_Problem statement_:
Set down exactly the lines from the one containing "of the rock." through the end of the records below, both included, and nothing else.

_Records for this exercise_:
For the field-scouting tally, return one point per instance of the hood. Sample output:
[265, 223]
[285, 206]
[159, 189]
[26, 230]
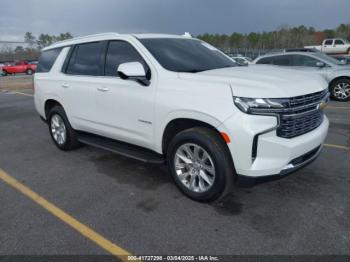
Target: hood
[261, 81]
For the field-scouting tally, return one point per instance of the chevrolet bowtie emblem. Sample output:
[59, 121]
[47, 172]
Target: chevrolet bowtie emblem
[322, 105]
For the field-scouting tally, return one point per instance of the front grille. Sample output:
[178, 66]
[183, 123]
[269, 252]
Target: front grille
[302, 115]
[296, 126]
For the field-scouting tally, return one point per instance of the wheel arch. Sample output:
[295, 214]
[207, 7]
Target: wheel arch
[49, 104]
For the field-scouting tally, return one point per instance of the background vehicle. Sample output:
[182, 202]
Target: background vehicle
[333, 46]
[335, 72]
[179, 100]
[241, 60]
[19, 67]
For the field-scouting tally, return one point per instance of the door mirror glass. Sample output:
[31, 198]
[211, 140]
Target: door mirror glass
[133, 71]
[320, 64]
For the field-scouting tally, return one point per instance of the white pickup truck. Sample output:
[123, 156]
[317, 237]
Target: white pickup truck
[333, 46]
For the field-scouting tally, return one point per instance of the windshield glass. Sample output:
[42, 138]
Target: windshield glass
[186, 55]
[327, 58]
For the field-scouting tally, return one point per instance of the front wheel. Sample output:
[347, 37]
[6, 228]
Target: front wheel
[340, 90]
[200, 164]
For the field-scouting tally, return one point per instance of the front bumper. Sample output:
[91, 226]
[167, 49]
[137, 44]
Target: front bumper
[295, 165]
[274, 155]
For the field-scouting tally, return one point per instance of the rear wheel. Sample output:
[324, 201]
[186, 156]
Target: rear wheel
[340, 90]
[62, 133]
[200, 164]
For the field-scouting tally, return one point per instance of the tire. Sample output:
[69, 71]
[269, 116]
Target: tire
[340, 90]
[219, 163]
[62, 133]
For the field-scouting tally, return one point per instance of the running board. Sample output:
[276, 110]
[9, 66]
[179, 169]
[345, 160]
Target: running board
[121, 148]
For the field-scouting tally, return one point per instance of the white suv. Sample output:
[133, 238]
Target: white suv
[176, 99]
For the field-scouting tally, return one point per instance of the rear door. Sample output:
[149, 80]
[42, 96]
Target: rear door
[125, 108]
[82, 75]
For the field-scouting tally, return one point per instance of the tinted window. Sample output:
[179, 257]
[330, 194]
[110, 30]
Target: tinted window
[121, 52]
[47, 59]
[186, 55]
[86, 60]
[265, 61]
[302, 60]
[283, 60]
[338, 42]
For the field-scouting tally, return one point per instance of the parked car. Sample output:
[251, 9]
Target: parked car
[343, 59]
[333, 46]
[19, 67]
[335, 72]
[179, 100]
[241, 60]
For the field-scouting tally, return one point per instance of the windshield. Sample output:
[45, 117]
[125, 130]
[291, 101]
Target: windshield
[186, 55]
[327, 58]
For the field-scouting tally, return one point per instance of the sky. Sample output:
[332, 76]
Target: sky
[81, 17]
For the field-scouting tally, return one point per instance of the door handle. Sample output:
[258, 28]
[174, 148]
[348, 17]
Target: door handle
[103, 89]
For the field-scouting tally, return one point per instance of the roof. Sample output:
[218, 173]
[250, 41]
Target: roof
[106, 36]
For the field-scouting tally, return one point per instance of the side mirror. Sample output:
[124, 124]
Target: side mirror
[320, 64]
[133, 71]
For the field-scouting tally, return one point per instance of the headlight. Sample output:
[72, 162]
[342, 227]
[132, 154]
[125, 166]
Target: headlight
[257, 105]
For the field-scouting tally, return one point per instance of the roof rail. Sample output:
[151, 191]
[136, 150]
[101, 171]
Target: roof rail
[84, 37]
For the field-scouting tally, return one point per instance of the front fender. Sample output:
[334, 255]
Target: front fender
[182, 114]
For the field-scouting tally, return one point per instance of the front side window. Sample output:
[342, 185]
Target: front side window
[119, 52]
[47, 59]
[303, 60]
[265, 61]
[283, 60]
[186, 55]
[338, 42]
[86, 60]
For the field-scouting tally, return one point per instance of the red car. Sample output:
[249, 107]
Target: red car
[19, 67]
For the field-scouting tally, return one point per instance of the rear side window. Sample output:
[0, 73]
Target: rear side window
[265, 61]
[121, 52]
[284, 60]
[47, 59]
[86, 60]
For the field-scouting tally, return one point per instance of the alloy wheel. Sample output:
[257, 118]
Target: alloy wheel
[194, 167]
[58, 129]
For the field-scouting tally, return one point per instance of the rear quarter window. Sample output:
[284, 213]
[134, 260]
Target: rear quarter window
[265, 61]
[47, 59]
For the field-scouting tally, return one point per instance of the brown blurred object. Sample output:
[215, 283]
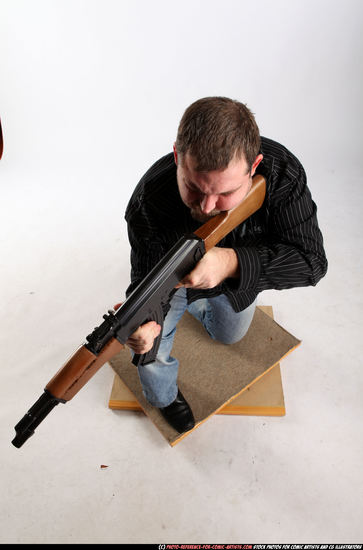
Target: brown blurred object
[1, 141]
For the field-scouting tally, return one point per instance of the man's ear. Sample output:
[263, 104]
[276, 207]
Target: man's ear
[255, 164]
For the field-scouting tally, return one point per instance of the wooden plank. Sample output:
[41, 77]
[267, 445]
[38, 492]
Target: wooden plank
[243, 378]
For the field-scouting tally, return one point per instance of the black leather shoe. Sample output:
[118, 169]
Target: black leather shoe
[179, 415]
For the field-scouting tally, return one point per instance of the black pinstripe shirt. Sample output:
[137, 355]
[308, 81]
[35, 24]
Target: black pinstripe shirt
[278, 247]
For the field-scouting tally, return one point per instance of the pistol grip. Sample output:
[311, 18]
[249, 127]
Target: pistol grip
[150, 356]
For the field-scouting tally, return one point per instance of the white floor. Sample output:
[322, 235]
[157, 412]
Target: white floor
[234, 479]
[90, 95]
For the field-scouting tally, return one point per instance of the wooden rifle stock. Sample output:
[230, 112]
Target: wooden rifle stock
[215, 229]
[83, 364]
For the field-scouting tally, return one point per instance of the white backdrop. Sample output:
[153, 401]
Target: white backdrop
[91, 92]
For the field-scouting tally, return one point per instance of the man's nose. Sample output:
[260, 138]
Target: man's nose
[208, 203]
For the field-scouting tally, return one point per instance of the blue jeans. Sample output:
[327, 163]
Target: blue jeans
[159, 379]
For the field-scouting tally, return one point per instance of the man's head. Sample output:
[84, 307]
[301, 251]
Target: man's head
[217, 153]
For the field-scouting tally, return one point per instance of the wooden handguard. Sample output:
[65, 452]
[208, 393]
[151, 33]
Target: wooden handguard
[76, 372]
[83, 364]
[220, 225]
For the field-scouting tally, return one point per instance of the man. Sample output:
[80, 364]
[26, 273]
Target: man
[217, 152]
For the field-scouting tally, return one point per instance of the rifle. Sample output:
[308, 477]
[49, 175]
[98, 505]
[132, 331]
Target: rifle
[146, 303]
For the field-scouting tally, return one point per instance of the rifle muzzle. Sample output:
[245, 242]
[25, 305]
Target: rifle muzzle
[41, 408]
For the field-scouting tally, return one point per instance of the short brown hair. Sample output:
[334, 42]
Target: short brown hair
[213, 130]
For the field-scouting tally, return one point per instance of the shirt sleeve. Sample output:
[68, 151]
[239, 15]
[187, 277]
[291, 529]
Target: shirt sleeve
[291, 253]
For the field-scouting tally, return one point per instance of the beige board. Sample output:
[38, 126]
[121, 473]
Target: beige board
[242, 378]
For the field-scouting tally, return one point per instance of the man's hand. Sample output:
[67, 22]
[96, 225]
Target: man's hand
[142, 340]
[216, 265]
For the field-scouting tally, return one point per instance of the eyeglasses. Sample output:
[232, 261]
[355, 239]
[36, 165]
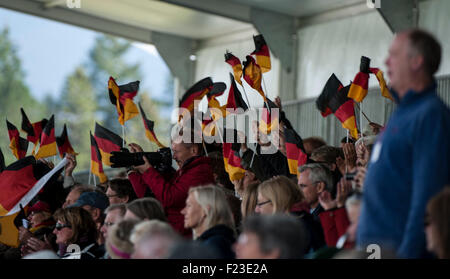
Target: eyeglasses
[262, 203]
[60, 226]
[306, 185]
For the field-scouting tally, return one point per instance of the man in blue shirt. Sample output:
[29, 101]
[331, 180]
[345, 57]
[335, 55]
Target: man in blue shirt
[410, 161]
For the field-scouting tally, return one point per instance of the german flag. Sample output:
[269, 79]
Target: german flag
[384, 90]
[253, 75]
[122, 97]
[64, 145]
[236, 65]
[18, 145]
[295, 152]
[360, 85]
[343, 109]
[196, 92]
[106, 142]
[262, 53]
[48, 141]
[2, 161]
[232, 162]
[235, 100]
[330, 89]
[269, 120]
[149, 125]
[96, 161]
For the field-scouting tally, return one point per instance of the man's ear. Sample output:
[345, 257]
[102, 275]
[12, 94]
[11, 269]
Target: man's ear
[417, 62]
[320, 187]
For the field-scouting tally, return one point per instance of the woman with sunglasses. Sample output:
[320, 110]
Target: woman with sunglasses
[208, 214]
[76, 233]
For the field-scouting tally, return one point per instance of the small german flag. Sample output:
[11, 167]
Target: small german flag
[343, 109]
[63, 143]
[262, 53]
[107, 142]
[253, 75]
[17, 144]
[359, 88]
[232, 162]
[331, 88]
[122, 97]
[96, 161]
[235, 65]
[48, 141]
[235, 100]
[2, 161]
[196, 92]
[149, 125]
[295, 152]
[269, 120]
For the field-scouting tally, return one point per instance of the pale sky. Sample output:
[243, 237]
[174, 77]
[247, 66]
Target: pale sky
[50, 51]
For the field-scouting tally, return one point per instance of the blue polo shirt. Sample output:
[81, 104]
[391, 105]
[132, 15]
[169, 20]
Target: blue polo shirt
[410, 163]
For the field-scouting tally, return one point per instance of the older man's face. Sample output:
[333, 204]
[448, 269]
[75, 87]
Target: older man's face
[399, 64]
[182, 152]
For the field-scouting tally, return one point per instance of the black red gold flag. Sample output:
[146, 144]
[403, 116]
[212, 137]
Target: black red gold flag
[122, 97]
[235, 65]
[149, 125]
[48, 141]
[96, 161]
[262, 53]
[64, 145]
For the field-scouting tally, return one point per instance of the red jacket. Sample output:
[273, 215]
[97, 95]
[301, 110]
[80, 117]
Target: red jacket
[334, 223]
[173, 192]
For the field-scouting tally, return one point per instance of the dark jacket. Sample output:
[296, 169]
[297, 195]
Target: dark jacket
[220, 238]
[410, 163]
[335, 224]
[172, 192]
[314, 228]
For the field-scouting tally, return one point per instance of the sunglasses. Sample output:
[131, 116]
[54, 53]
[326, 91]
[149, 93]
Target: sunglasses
[60, 226]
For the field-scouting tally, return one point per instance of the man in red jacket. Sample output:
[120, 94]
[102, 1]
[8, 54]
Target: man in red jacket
[193, 170]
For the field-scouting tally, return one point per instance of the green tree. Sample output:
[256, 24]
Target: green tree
[77, 108]
[14, 93]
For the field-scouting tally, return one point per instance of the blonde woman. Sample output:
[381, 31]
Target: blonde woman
[281, 195]
[209, 216]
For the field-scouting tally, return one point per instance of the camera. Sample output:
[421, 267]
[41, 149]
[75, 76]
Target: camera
[161, 160]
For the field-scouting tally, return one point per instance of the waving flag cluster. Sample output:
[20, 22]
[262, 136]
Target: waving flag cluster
[122, 97]
[358, 89]
[333, 99]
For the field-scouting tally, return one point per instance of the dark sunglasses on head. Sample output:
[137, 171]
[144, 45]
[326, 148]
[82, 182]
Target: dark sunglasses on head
[60, 226]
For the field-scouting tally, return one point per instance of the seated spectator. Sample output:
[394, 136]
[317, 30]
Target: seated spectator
[118, 244]
[194, 170]
[312, 143]
[278, 236]
[41, 227]
[120, 191]
[437, 226]
[145, 209]
[95, 203]
[75, 226]
[75, 193]
[209, 216]
[114, 214]
[280, 195]
[249, 200]
[153, 240]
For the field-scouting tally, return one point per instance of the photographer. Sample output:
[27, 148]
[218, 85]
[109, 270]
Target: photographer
[194, 170]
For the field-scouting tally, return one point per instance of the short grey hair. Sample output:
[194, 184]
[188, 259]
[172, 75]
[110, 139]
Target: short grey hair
[280, 231]
[319, 173]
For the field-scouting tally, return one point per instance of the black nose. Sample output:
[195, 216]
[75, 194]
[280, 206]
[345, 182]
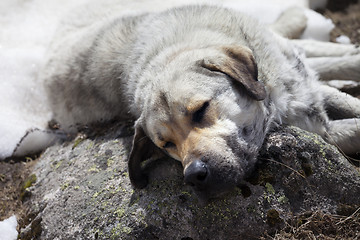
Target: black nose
[196, 174]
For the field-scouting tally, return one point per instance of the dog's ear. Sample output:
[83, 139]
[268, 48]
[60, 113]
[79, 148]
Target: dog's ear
[142, 149]
[239, 64]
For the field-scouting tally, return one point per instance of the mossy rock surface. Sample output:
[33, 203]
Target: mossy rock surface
[82, 191]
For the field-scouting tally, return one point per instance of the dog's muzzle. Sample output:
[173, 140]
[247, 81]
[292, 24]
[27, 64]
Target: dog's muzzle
[197, 175]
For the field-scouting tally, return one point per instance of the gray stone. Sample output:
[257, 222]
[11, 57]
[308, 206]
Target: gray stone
[83, 192]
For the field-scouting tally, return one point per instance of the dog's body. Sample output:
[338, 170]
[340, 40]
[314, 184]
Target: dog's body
[205, 84]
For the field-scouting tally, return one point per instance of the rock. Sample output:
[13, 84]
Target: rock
[83, 192]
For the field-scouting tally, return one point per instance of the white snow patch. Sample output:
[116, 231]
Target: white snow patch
[8, 229]
[343, 39]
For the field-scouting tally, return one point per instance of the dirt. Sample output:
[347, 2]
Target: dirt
[15, 173]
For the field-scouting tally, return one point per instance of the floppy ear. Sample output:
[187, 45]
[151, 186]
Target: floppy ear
[142, 149]
[240, 65]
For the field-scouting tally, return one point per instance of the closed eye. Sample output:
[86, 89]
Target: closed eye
[169, 145]
[198, 116]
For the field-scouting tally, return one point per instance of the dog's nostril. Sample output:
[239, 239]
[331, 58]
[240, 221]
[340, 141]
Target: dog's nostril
[196, 174]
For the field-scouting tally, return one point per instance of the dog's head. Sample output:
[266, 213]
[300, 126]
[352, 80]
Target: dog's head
[206, 111]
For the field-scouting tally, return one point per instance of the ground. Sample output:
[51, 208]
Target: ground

_Full answer_:
For the field-scouting tally, return one point per instance of the rock. Sample output:
[13, 84]
Target: rock
[83, 192]
For the field-scouting tally, return one point per instance of the white snow patch. Sample output:
[116, 231]
Target: white snow patch
[8, 229]
[343, 39]
For the field-scouting tally, return one point per instance of the dirt. Sample output:
[347, 2]
Target: dirt
[15, 173]
For the field-scouting tally, return one point per instance of the floppy ear. Sample output:
[187, 45]
[151, 186]
Target: floppy ear
[142, 149]
[240, 65]
For the field-scouting tally, return one point per instance of the closed eye. Sample output:
[86, 89]
Target: closed eye
[169, 145]
[198, 116]
For the field-scouting tally, return one point per instance of the dog's nostril. Sample output:
[239, 239]
[331, 58]
[240, 221]
[340, 141]
Target: dog's nostril
[196, 174]
For the field-scouting tally, return one point per instance of the dog's head. Sample output:
[266, 213]
[300, 126]
[352, 80]
Target: dog's head
[206, 111]
For the field-scouting tally, return one point per instance of the ground. Sample output:
[51, 208]
Target: ground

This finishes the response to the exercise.